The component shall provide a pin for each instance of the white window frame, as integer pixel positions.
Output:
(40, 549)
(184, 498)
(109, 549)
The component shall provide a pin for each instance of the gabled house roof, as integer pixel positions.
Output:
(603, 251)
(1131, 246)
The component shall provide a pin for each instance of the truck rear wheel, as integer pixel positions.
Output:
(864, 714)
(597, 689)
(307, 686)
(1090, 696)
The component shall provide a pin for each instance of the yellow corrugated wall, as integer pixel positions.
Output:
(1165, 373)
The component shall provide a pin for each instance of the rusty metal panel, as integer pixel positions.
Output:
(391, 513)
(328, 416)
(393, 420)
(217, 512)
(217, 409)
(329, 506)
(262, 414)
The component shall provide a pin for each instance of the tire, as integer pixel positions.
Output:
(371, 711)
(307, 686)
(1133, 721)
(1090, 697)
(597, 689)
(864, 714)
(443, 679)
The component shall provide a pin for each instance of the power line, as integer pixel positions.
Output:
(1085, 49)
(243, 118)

------------------------

» Goal of the exercise
Retype, exactly and with nothing added, the lines of the material above from the first through the one that contains "roof, as integer pixel positions.".

» Answer to this task
The component shall provide a pin for each instance of the white window frame, as integer pixel positions.
Output:
(40, 549)
(184, 498)
(109, 549)
The component shall provide a pin for each instance of the gabled house roof, as integer pixel positions.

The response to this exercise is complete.